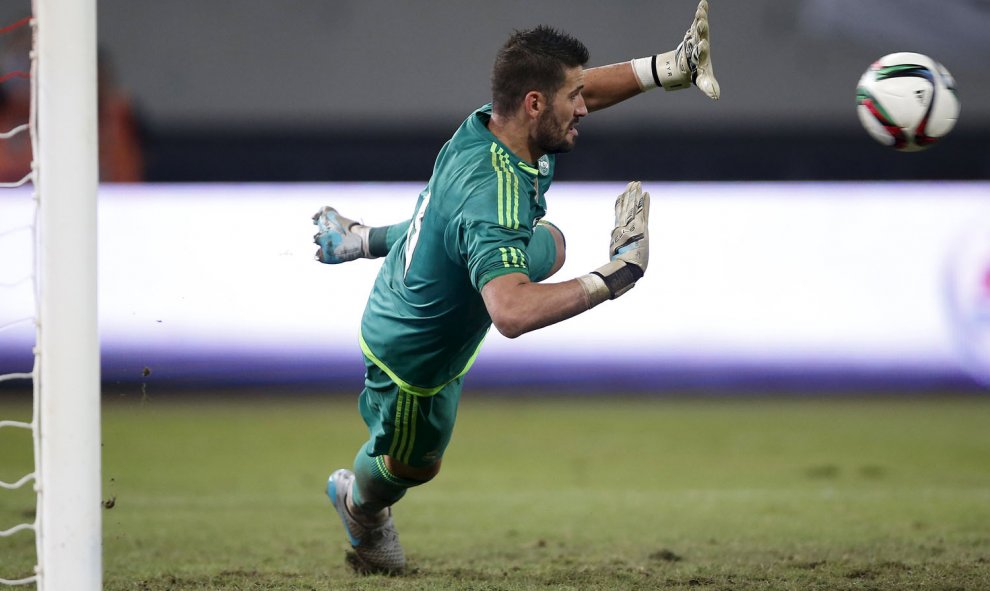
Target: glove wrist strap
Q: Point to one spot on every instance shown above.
(595, 290)
(660, 70)
(364, 233)
(618, 277)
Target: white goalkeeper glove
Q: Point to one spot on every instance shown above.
(690, 62)
(629, 249)
(340, 239)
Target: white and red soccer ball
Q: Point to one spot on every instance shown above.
(907, 101)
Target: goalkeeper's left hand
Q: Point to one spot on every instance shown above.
(629, 249)
(340, 239)
(690, 62)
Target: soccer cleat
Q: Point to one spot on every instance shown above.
(694, 53)
(376, 545)
(340, 239)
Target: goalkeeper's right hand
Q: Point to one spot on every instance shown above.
(340, 239)
(629, 249)
(689, 63)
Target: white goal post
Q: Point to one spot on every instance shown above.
(69, 536)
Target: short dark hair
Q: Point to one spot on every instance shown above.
(533, 59)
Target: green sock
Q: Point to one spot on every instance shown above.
(375, 487)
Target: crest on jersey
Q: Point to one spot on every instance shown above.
(544, 165)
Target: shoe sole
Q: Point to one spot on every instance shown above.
(340, 504)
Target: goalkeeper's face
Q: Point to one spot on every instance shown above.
(556, 127)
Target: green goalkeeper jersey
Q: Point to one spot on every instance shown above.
(425, 318)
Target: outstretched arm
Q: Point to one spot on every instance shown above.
(342, 239)
(690, 63)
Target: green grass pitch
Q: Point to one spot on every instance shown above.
(599, 492)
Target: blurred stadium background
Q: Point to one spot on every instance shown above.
(792, 251)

> **Task description**
Transcribe the listing verbatim, pictures excluded.

> **Response**
Target: glove wrist strap
Q: Point to one spot on every instance shown above.
(595, 290)
(660, 70)
(364, 233)
(618, 277)
Target: white goalkeeper glove
Q: Point to one spot on every instance shown above.
(690, 62)
(629, 249)
(340, 239)
Target: white and red soccer ball
Q: Point to one spot on every instance shown above.
(907, 101)
Target: goalkeeper's left hand
Q: Point to one spot on every instance shown above.
(629, 249)
(340, 239)
(690, 62)
Target: soccer cleat
Q: Point to one spot on every instance shown above.
(694, 53)
(376, 545)
(340, 239)
Target: goalkeeper's right hand
Q: Point to one spot on every instance shown above.
(340, 239)
(629, 249)
(689, 63)
Target: white goal post
Q: Point to one spot on every instance shown above.
(69, 536)
Target: short dark hair
Q: Point to one spot on every instance shown above.
(533, 59)
Target: green sock
Q: Point to one spot on every instance shown above.
(375, 487)
Target: crest on jersey
Q: Point to one spot on every instance shown above.
(544, 165)
Target: shoe sole
Q: Point to one spot on every instance shown above.
(340, 504)
Target: goalkeeper's face
Q: Point to one spot on every instance shown above.
(556, 127)
Target: green goalkeeper jersey
Q: Point to one spot on every instance shown above.
(425, 318)
Target: outstretched arm
Q: Point to one spot on every instance shown above.
(342, 239)
(690, 63)
Target: green grass pitch
Q: Point to one spot on every instance shown above.
(599, 492)
Target: blurred stadium background
Q: Point to one spot on every instance shown above.
(792, 251)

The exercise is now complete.